(Entries drawn from a collection)

↓↓↓

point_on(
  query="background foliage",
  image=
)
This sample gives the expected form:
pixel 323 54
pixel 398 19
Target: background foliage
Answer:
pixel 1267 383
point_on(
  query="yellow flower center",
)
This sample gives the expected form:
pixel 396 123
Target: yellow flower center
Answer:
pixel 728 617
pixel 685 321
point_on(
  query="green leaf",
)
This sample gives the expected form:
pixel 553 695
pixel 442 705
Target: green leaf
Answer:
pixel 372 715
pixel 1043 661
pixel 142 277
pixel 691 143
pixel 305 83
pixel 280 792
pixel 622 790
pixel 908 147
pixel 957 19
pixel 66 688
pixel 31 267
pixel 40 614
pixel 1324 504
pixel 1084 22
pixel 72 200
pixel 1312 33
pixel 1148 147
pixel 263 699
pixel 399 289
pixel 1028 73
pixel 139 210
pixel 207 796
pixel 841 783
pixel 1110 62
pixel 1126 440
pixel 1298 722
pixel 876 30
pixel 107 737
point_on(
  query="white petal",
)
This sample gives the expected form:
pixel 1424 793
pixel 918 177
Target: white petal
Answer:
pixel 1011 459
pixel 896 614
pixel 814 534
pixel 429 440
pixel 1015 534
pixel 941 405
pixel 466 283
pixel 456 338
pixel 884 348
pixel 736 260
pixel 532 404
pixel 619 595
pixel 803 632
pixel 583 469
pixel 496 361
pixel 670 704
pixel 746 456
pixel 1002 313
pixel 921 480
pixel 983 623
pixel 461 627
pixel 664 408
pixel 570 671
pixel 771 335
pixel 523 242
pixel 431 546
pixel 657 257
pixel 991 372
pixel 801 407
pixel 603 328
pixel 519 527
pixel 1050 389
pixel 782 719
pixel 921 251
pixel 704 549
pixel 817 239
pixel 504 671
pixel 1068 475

↑↑↑

◆ THE REQUEST
Reproduce the data verbatim from its first line through the line containing "pixel 1267 383", including both of those lines.

◆ TASK RESULT
point_on(
  query="background foliage",
  image=
)
This sample gives the expected form:
pixel 323 54
pixel 398 19
Target: background foliage
Answer:
pixel 1267 383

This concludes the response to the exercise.